### What you should do
The required output is the line with "of the reed" through the final line of the entries, each one exactly as it stands.

(Point localization data)
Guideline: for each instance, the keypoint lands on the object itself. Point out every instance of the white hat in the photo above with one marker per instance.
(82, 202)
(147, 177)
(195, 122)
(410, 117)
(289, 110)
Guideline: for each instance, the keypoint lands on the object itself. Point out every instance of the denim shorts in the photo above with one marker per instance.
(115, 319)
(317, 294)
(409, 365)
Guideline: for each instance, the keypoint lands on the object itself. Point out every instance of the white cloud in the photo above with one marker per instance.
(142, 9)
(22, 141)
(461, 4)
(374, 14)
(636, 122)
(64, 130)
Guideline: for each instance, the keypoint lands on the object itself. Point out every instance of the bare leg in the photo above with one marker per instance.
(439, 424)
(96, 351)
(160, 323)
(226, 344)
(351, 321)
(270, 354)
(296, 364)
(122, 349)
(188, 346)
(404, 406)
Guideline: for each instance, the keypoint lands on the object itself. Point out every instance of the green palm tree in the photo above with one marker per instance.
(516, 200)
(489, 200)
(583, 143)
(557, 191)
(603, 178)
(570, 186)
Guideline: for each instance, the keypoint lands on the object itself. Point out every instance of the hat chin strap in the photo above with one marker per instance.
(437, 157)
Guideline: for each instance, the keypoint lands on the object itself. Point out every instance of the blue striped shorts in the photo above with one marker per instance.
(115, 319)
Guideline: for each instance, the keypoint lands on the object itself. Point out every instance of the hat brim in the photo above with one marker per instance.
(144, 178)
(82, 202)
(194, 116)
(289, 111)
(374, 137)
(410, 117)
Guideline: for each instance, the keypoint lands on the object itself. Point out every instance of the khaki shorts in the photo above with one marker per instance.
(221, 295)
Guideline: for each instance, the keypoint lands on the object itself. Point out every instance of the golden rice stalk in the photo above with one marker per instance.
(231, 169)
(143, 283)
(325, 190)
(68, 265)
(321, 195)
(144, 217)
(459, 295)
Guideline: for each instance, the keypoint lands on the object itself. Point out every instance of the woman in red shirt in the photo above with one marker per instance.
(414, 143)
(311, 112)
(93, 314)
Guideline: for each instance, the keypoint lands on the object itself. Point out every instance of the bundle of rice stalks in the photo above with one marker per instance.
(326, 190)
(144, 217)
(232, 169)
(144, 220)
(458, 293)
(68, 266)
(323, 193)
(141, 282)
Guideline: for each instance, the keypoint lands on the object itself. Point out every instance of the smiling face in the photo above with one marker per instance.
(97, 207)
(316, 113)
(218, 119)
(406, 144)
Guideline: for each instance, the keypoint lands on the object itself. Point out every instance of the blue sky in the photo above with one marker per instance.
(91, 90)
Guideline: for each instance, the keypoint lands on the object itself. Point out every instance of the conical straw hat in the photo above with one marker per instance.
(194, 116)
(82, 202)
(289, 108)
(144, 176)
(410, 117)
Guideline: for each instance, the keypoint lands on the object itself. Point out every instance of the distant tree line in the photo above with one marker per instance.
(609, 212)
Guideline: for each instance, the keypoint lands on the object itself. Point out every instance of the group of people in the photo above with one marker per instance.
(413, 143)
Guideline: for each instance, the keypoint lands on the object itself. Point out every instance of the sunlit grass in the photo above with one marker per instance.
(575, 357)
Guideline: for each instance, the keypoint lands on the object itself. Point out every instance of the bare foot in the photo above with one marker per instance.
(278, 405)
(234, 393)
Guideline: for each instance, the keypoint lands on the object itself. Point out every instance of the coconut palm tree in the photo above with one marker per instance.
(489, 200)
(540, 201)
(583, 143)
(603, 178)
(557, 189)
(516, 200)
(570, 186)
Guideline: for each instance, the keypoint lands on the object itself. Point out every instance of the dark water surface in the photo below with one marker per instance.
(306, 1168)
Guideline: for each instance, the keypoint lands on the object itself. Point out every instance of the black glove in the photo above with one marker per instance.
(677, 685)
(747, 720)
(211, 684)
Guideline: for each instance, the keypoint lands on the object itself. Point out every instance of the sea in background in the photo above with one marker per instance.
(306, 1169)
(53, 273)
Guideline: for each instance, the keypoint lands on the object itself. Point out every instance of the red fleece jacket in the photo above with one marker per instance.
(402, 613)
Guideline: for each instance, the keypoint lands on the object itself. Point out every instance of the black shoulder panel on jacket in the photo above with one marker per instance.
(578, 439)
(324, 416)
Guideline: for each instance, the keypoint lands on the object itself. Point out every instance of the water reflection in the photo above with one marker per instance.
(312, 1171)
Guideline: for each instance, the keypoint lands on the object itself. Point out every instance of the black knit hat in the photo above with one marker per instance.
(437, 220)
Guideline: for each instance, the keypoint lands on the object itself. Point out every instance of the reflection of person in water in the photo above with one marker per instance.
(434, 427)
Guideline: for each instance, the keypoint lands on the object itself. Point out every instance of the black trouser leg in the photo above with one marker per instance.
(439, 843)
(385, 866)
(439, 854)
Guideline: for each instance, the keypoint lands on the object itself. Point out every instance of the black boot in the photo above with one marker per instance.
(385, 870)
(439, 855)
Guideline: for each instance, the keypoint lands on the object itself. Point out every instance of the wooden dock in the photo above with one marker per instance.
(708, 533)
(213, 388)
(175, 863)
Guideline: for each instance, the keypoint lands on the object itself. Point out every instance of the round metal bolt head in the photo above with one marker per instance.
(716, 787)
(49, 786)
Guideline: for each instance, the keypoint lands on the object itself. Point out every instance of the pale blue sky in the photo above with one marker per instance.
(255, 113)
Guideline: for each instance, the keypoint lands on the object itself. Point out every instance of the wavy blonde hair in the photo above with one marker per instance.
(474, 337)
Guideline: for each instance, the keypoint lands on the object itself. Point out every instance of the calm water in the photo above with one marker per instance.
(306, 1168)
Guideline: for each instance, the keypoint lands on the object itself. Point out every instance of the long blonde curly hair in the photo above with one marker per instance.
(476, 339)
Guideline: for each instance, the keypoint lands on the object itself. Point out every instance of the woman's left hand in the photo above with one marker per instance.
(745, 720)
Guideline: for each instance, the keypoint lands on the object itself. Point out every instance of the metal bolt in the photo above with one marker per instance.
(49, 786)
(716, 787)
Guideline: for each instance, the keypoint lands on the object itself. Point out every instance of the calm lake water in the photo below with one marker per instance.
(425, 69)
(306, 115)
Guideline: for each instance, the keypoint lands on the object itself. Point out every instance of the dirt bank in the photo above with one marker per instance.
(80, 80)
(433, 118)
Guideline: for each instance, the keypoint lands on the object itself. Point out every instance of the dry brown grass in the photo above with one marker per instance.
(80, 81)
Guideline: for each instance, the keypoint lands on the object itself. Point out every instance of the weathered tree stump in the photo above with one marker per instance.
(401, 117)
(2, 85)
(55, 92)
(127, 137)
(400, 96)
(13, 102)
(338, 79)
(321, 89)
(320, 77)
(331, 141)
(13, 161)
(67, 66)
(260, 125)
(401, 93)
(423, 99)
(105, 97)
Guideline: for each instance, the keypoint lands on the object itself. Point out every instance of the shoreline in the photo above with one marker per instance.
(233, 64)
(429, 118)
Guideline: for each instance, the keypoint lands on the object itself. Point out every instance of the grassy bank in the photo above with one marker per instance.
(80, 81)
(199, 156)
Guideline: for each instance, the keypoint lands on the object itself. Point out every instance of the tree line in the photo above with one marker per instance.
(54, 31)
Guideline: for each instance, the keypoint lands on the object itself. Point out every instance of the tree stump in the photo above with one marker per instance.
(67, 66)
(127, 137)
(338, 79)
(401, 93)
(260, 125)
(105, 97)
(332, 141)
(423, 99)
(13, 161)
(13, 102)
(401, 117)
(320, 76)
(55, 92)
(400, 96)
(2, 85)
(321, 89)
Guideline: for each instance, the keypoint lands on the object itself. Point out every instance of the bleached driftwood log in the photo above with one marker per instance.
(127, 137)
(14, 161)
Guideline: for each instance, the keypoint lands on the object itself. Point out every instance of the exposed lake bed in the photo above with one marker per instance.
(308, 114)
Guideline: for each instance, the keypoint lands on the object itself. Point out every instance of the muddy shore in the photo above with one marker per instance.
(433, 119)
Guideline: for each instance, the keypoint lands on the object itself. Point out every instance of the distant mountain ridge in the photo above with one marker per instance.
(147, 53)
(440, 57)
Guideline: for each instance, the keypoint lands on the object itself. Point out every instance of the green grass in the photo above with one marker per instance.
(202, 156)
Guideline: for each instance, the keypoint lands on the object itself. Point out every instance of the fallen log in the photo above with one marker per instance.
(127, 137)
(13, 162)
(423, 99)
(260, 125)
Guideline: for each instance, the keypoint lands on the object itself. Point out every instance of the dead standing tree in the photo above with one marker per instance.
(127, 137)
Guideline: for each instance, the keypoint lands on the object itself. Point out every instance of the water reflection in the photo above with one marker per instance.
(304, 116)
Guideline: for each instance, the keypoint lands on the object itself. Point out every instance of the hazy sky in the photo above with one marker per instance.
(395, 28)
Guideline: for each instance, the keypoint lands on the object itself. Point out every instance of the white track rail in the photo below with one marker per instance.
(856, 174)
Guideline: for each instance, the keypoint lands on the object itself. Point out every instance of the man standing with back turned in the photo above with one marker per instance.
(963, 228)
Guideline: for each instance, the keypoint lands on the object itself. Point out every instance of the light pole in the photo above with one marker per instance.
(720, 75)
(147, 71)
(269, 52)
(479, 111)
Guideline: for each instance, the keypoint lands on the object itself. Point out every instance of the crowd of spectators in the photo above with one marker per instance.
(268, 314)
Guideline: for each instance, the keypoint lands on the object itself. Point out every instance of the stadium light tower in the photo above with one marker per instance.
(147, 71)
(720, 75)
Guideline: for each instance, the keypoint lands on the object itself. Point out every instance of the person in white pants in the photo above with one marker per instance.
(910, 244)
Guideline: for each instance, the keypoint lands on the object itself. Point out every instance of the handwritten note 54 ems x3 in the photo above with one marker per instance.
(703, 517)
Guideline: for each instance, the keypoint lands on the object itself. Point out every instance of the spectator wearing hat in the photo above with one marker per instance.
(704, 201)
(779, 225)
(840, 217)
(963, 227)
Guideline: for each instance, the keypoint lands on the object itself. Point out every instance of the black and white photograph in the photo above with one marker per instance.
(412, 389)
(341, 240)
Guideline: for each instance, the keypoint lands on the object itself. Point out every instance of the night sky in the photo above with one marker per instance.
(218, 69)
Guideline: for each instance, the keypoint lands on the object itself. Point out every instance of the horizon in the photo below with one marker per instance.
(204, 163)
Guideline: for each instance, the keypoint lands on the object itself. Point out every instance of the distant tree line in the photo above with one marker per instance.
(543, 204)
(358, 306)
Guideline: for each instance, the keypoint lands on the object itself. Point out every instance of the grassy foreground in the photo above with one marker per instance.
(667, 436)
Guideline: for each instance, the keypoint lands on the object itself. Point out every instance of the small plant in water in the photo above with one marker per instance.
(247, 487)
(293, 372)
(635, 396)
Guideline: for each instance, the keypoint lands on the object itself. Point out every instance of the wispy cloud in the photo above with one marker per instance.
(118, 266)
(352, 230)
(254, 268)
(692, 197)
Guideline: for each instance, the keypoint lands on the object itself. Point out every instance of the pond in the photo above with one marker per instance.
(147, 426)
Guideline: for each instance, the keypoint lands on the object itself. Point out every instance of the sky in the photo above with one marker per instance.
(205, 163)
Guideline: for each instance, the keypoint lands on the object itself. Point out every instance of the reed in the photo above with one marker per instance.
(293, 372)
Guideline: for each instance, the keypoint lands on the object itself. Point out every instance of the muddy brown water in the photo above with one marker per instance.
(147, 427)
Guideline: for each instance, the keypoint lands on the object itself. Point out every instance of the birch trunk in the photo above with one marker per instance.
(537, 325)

### Exercise response
Guideline: for each instance, the keypoint lands on the object itself. Point out every instance of the reed in the photo above with one marker per instance.
(293, 372)
Guideline: for each instance, the keypoint lands on the object itself. Point out every instance of the muddy brown water in the photo above with one marker per instance.
(147, 427)
Guideline: for each instance, the keypoint lands on the object itself. Point out every instance of the birch trunk in the photo above with one marker per instance.
(537, 325)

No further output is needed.